• REQUIRED ACTIONS:
1. From the text about Holman's baseball career, list every team for which Holman has worked as pitching coach.
2. Express the lines of the listing as a numbered list, starting at the line that contains "Identify the toyota" and ending at the last line of the listing. Skip blank lines and leave the pictures out.

━━━━━ DOCUMENT TEXT

So Holman never walked out of Kansas City International, just booked another flight back out west. What happened next managed to embarrass him then. Now he just laughs about it. 

“I walked up to the spring training facility of the Seattle Mariners, and I look like a big joke walking up there with all my stuff,” Holman says. “I found the clubbie who’s supposed to get me in touch with Jim Beattie,” then the Mariners director of player development. “Jim Beattie got out there about 20 minutes later, and he introduced himself and I introduced myself and he shook my hand and said, ‘Yeah, I’ve heard a lot about you. Unfortunately, we’re in the process of making a lot of decisions. We don’t really have anything for you right now.’ I didn’t know what to say. 

“My brother was pitching that day against the Angels and he hadn’t given up a run in like two spring trainings. I told him, ‘They told me they didn’t have anything for me.’ He said, ‘You got to be kidding me.’ His wife came and picked me up and we walked into the stadium and he’s on the bullpen mound, warming up. He sees me and shouts, ‘It’s going to be OK!’ Super humbling.”

Everything worked, of course. The next day, Holman spent part of the afternoon at an Easter cookout his brother hosted at his apartment — an Easter cookout also attended by Ken Griffey Jr., Randy Johnson and Edgar Martinez, among other Mariners — when he received a call from Woody Woodward, then the Mariners general manager. “‘We got our signals crossed,’” Holman remembers Woodward saying. “‘Come out tomorrow. We’d like to give you another chance.’”

Holman survived spring training — though Tyler Williams, his college roommate at Auburn did not — and pitched the season with the old Peninsula Pilots in the Carolina League. The next season, he started in Peninsula, then received a call up to the Jacksonville Suns in the Southern League. The climb continued the next season to the old Calgary Cannons of the Pacific Coast League and, on July 4, the Mariners. “My goal that day,” he says, “was just throw it in the zone and hope.”

That was the apex. Holman was back in the minors the next season, off the mound altogether after the 1996 season. He was 28. 

Since then, Holman has worked as the pitching coach for the Wisconsin Timber Rattlers, the San Antonio Missions, the old West Tenn Diamond Jaxx (who play now as the Jackson Generals), the Altoona Curve, the Hickory Crawdads and, for the last two seasons, the Pelicans. He has been back in the minors, a coach, for more than a decade. He does want to return to the majors. “My goal here, though,” he says, “is development.”

━━━━━━━━━━
━━━━━ DATA LISTING

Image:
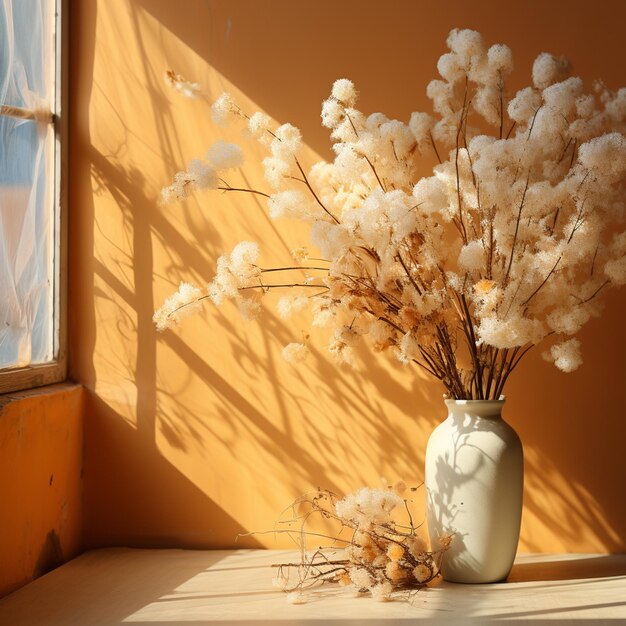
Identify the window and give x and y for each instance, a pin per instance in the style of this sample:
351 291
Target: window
32 316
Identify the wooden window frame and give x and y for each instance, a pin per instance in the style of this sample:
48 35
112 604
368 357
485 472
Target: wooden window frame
15 379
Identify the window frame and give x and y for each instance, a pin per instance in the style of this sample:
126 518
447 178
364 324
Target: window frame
55 371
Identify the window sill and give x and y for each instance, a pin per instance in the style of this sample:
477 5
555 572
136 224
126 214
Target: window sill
9 398
202 586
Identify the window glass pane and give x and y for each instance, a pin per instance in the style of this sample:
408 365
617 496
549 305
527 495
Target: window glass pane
26 179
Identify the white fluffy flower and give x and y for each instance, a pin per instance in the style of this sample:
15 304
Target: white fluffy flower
548 69
344 91
186 301
259 125
472 256
224 109
566 355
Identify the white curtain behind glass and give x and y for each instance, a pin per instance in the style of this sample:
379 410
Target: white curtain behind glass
26 180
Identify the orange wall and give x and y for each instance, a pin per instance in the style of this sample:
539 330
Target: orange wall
40 482
201 433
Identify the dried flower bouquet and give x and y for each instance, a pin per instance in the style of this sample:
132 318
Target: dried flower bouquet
371 551
513 239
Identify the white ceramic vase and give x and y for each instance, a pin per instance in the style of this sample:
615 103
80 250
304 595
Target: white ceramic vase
474 484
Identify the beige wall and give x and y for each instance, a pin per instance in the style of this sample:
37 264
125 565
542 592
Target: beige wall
40 482
201 433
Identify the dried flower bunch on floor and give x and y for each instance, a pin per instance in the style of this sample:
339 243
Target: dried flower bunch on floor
512 241
371 550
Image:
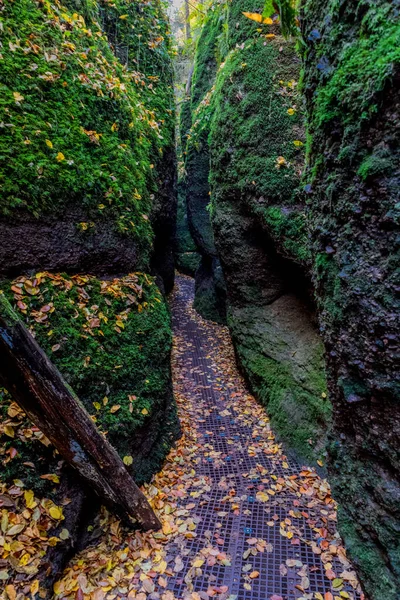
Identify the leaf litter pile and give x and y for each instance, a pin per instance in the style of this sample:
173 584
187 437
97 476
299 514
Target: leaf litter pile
240 519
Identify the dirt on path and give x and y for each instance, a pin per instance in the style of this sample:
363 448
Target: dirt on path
241 520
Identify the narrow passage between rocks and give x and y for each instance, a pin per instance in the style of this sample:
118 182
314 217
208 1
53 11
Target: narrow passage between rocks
241 520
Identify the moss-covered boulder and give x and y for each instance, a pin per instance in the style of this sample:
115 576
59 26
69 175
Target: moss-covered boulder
111 341
351 83
210 288
83 136
87 183
259 219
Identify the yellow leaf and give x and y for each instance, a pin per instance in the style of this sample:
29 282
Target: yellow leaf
56 512
254 574
198 563
58 587
11 593
24 559
167 528
34 587
17 97
8 430
258 18
51 477
253 16
29 499
64 534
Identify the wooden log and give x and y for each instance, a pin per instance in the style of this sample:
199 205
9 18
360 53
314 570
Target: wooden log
40 390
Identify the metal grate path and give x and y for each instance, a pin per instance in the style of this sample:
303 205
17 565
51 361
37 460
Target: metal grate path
267 514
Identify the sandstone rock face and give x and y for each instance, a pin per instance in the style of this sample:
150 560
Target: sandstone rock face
210 287
259 222
89 170
186 256
88 178
352 76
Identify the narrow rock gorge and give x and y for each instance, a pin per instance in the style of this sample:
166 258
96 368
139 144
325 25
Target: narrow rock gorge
297 149
87 227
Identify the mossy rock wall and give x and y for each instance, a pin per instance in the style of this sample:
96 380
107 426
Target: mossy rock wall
351 83
187 257
210 288
111 341
88 185
258 216
87 165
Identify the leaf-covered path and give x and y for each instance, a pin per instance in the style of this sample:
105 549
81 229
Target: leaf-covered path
241 520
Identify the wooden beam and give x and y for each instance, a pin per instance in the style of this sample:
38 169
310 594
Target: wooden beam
40 390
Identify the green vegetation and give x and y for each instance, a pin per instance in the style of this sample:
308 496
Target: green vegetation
257 138
111 342
78 127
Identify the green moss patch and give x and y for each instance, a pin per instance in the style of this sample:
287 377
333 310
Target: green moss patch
111 342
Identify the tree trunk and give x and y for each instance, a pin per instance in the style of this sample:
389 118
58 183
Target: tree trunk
38 387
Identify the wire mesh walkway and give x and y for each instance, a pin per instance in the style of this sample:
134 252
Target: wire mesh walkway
275 522
241 521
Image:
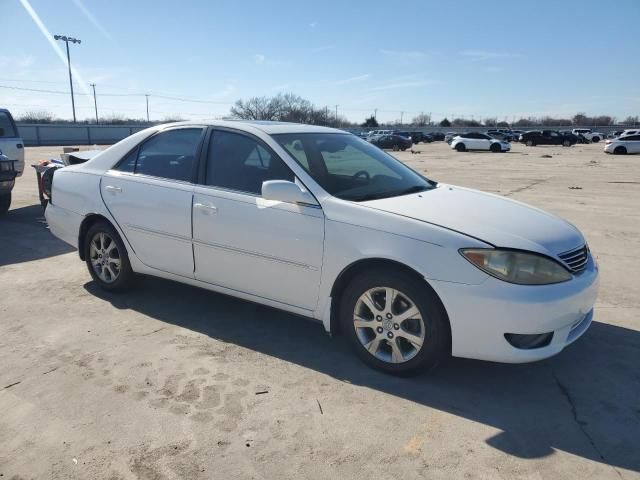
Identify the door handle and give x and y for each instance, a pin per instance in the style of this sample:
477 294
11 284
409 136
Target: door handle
206 208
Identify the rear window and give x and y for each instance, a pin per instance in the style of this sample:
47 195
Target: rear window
7 128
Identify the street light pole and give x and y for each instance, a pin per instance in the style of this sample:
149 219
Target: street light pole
95 102
66 40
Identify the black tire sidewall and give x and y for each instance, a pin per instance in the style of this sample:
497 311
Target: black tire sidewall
126 273
436 347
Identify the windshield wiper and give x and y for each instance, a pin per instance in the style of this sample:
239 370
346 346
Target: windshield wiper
414 189
381 195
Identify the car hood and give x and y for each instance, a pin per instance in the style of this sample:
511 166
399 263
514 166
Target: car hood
496 220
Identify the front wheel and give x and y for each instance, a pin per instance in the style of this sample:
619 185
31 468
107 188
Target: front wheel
5 202
106 257
395 322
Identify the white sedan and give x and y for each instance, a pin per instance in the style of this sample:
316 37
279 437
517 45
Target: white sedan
623 145
320 223
479 141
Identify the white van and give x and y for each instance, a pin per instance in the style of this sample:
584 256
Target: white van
11 158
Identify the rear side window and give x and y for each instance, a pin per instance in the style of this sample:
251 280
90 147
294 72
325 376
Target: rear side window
239 162
7 128
170 155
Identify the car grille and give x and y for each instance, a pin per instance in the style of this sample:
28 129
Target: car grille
576 260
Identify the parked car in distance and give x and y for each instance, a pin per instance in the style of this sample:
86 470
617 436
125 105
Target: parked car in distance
623 145
589 134
392 142
11 158
449 136
415 137
501 135
377 133
320 223
548 137
516 135
478 141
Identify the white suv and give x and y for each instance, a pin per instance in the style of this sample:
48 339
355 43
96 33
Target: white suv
589 134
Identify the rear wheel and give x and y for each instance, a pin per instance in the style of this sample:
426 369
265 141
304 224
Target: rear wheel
620 151
395 322
5 202
106 257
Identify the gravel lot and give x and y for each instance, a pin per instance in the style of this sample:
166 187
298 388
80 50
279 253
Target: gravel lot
170 381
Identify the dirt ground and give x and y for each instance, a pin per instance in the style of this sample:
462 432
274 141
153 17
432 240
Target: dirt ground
173 382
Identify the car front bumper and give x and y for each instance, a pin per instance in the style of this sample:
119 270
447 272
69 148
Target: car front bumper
481 315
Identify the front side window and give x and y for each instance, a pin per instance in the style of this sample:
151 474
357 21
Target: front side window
239 162
350 168
6 126
171 154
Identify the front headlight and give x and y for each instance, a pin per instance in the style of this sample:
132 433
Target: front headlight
517 267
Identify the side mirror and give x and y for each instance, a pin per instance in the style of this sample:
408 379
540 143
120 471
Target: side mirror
285 191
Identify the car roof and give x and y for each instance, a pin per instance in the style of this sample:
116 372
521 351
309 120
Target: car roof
267 127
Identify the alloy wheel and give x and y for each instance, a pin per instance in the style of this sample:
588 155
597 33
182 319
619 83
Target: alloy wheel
105 257
389 325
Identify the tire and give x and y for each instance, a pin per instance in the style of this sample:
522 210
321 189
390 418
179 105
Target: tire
5 203
620 151
106 273
428 327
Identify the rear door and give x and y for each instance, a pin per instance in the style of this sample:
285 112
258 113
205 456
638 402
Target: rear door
11 144
246 243
150 193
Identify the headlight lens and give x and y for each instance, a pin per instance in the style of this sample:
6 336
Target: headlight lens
517 267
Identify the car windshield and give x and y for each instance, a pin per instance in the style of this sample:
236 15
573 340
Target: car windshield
350 168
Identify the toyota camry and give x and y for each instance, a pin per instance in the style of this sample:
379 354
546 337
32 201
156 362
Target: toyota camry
321 223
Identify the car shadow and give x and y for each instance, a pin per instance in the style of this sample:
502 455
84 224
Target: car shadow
583 401
25 236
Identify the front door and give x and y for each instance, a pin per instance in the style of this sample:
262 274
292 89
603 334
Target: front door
150 193
246 243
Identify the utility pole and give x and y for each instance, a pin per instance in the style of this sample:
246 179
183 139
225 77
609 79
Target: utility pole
66 40
95 102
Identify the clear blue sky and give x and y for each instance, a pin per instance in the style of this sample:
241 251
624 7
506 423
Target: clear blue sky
480 58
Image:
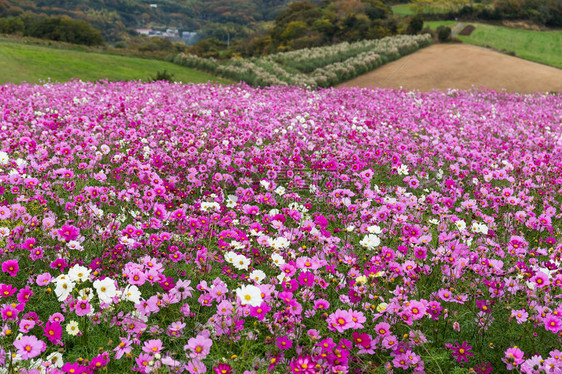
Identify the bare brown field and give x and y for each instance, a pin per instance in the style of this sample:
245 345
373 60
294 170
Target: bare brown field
462 66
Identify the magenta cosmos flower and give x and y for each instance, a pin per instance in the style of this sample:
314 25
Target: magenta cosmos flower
199 347
29 347
11 267
460 352
303 365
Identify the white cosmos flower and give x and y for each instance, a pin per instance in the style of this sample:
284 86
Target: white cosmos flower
241 262
209 206
370 241
257 275
280 242
132 293
106 289
461 225
232 200
249 295
73 244
374 229
63 288
55 360
79 273
230 257
4 158
277 259
72 328
86 294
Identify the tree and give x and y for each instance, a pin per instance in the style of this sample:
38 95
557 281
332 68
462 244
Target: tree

━━━━━━━━━━

• SOLUTIONS FOR EACH TASK:
1.
- Wisconsin Timber Rattlers
- San Antonio Missions
- West Tenn Diamond Jaxx (who play now as the Jackson Generals)
- Altoona Curve
- Hickory Crawdads
- Pelicans

2.
1. Identify the toyota camry and give x and y for each instance, a pin per instance in the style of this sample:
2. 379 354
3. 546 337
4. 32 201
5. 156 362
6. Target: toyota camry
7. 321 223
8. Identify the car shadow and give x and y for each instance, a pin per instance in the style of this sample:
9. 502 455
10. 84 224
11. Target: car shadow
12. 583 401
13. 25 236
14. Identify the front door and give x and y for each instance, a pin per instance in the style of this sample:
15. 262 274
16. 292 89
17. 603 334
18. Target: front door
19. 150 193
20. 246 243
21. Identify the utility pole and give x and y for each instance, a pin per instance in the style of this sample:
22. 246 179
23. 183 139
24. 225 77
25. 609 79
26. Target: utility pole
27. 66 40
28. 95 102
29. Identify the clear blue sky and give x and y for each instance, a pin per instance in the style of this sample:
30. 241 251
31. 624 7
32. 506 423
33. Target: clear blue sky
34. 480 58
35. Image:
36. Identify the bare brown field and give x and y for each instance, a pin per instance in the style of this sample:
37. 245 345
38. 373 60
39. 294 170
40. Target: bare brown field
41. 462 66
42. Identify the magenta cosmos flower and give x and y for each instance, a pin per instance in the style of this sample:
43. 314 25
44. Target: magenta cosmos flower
45. 199 347
46. 29 347
47. 11 267
48. 460 352
49. 303 365
50. Identify the white cosmos flower and give x and y for each instance, a pin per instance in the style of this sample:
51. 284 86
52. Target: white cosmos flower
53. 241 262
54. 209 206
55. 370 241
56. 257 275
57. 280 242
58. 132 293
59. 106 289
60. 461 225
61. 232 200
62. 249 295
63. 73 244
64. 374 229
65. 63 288
66. 55 360
67. 79 273
68. 230 257
69. 4 158
70. 277 259
71. 72 328
72. 86 294
73. Identify the tree and give x and y for each instance, a pin per instance in the style of this sample:
74. 38 95
75. 557 281
76. 332 68
77. 462 244
78. Target: tree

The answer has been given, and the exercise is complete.